Everything from the first line of the records to the line containing "[[315, 272]]", inclusive, is to be extracted exactly, and nothing more.
»»
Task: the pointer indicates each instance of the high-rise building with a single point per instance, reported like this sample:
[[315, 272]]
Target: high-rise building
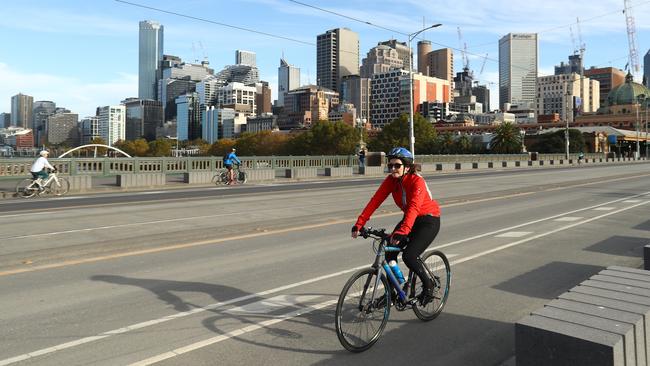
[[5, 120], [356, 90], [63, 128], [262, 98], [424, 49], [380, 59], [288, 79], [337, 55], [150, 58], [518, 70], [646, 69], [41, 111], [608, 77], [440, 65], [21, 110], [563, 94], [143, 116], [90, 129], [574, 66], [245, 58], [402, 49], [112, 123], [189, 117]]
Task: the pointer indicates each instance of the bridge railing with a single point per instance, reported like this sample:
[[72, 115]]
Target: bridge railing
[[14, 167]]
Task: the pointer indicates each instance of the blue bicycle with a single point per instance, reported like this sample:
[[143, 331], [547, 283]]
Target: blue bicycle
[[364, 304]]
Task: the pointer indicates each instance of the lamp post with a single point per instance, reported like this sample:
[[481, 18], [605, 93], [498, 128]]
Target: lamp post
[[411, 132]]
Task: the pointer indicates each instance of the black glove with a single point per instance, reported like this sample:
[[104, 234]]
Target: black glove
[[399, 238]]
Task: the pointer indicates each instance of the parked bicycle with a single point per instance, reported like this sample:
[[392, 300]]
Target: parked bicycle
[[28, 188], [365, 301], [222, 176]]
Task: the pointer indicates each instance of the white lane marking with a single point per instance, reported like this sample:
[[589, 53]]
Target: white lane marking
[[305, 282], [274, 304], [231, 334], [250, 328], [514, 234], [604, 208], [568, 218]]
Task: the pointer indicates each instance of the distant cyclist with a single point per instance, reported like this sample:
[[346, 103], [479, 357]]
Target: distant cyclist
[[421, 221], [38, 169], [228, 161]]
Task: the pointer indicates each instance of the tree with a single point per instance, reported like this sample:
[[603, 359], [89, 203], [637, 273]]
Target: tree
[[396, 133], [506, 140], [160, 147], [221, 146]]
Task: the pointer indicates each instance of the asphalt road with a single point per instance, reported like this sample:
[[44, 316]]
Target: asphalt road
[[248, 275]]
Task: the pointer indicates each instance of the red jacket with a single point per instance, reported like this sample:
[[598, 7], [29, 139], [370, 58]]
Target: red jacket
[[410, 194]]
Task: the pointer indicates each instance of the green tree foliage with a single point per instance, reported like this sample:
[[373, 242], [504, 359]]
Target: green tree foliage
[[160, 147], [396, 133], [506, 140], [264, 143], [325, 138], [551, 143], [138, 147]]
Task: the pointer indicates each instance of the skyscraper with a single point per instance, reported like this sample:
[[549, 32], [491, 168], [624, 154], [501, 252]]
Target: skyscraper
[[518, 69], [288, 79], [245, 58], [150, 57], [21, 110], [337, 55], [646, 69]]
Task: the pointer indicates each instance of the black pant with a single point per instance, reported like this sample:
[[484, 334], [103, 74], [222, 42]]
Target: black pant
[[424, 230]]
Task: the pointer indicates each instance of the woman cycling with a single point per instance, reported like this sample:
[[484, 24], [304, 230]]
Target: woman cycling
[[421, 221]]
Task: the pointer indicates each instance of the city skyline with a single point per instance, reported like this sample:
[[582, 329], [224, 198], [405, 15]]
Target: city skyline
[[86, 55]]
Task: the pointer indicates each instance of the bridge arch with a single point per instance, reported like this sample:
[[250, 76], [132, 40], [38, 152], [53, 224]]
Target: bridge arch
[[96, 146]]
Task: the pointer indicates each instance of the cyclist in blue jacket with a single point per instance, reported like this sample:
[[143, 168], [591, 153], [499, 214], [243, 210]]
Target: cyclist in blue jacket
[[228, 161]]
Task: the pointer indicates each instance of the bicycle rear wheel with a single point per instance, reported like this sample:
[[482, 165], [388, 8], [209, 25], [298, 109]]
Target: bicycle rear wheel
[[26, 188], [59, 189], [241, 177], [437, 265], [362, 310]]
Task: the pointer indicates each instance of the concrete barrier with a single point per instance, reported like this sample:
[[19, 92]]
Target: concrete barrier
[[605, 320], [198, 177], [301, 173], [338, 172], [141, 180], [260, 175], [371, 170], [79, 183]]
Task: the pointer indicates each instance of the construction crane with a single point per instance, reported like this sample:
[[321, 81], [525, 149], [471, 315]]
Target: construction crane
««
- Task result -
Task: the pointer indicates each instance of the high-rise building with a single point per instance, reported like this sample:
[[315, 272]]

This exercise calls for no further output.